| TASKS AND EXERCISES |
[1] According to the headline of the article on the cancer mycobiome atlas, what three kinds of tool could tell-tale fungi be used as? List them.
[2] Translate this sentence from the article on the cancer mycobiome atlas into Spanish: "Fungi are more complicated organisms than viruses and bacteria."
[3] Reproduce everything from "Mycobiome atlas describes" down to "the human host." in the article on the cancer mycobiome atlas, switching "resources" to "nutrients".

| SOURCE PASSAGE |
────────────────────

Mycobiome atlas describes associations between cancers and fungi: Poorly understood compared to bacteria and viruses, the new work opens the door to using tell-tale fungi as a diagnostic, prognostic and therapeutic tool

An international team of scientists, co-led by researchers at the University of California San Diego School of Medicine, has created the first pan-cancer mycobiome atlas — a survey of 35 types of cancer and their associated fungi.

The findings are published September 29, 2022 in the journal Cell.

Cancer cells and microbes have a long and enduring association. Both have coevolved within the ecosystems of the human body, often relying on the same resources. Competition for these resources often affects the replication and survival of cancer cells, microbes and the human host.

The association between cancer and individual microbes has long been studied case-by-case, but much recent attention focuses on the whole human microbiome, particularly in the gut, which houses more — and more diverse — communities of bacteria, viruses and fungi than anywhere else in or on the human body.

However, the roles and influence of cancer-associated fungi remain largely unstudied and unknown. Fungi are more complicated organisms than viruses and bacteria. They are eukaryotes — organisms with cells containing nuclei. Their cells are much more similar to animal cells than to bacteria or viruses.

“The existence of fungi in most human cancers is both a surprise and to be expected,” said Rob Knight, PhD, professor in the departments of Pediatrics at UC San Diego School of Medicine and Bioengineering and Computer Science at UC San Diego Jacobs School of Engineering, Wolfe Family Endowed Chair in Microbiome Research at Rady Children’s Hospital-San Diego and co-founder of Micronoma, a San Diego-based company developing microbial biomarkers in blood and tissues to diagnose and treat cancers.

────────────────────

Referring expression grounding data:

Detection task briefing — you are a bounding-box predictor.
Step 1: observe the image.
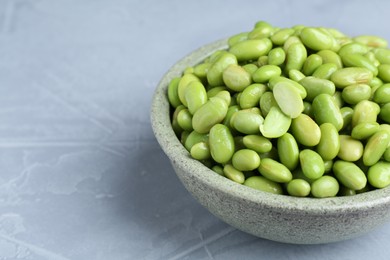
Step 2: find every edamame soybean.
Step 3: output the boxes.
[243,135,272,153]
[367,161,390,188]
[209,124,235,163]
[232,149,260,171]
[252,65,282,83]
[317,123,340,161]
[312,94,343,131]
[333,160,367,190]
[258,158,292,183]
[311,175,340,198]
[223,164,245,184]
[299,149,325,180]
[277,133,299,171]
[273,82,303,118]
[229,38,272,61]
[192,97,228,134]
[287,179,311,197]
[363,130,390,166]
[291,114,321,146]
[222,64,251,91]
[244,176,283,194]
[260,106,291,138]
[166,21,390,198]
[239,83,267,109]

────────────────────

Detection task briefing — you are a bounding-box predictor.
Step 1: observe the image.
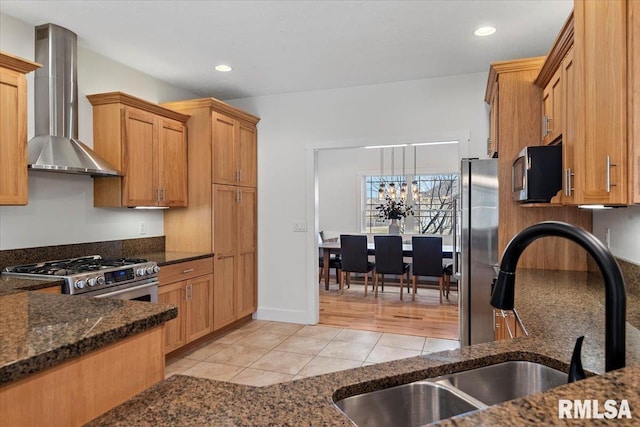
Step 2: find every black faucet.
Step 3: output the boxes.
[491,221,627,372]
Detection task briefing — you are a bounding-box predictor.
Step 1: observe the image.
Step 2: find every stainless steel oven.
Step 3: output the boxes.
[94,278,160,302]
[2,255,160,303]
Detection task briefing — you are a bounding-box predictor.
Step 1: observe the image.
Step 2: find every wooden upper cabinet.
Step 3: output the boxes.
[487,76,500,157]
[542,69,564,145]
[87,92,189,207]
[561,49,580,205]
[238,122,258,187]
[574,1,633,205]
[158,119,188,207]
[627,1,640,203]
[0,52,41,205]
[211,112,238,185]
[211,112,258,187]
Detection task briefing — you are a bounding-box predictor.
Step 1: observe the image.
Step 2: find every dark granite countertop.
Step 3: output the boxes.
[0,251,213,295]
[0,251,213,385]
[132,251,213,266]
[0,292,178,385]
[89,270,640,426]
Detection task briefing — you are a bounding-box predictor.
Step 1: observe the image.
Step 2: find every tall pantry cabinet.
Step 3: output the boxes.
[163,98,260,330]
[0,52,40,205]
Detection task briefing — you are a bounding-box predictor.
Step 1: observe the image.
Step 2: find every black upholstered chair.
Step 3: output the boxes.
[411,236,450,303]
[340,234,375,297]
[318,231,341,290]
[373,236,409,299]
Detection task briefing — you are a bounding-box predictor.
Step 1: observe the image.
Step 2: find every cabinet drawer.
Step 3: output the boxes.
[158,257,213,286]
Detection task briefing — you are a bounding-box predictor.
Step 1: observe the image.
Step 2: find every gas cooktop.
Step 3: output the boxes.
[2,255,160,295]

────────────────────

| WRITTEN ANSWERS |
[1] Diagnostic, prognostic and therapeutic.

[2] Los hongos son organismos más complejos que los virus y las bacterias.

[3]
Mycobiome atlas describes associations between cancers and fungi: Poorly understood compared to bacteria and viruses, the new work opens the door to using tell-tale fungi as a diagnostic, prognostic and therapeutic tool

An international team of scientists, co-led by researchers at the University of California San Diego School of Medicine, has created the first pan-cancer mycobiome atlas — a survey of 35 types of cancer and their associated fungi.

The findings are published September 29, 2022 in the journal Cell.

Cancer cells and microbes have a long and enduring association. Both have coevolved within the ecosystems of the human body, often relying on the same nutrients. Competition for these nutrients often affects the replication and survival of cancer cells, microbes and the human host.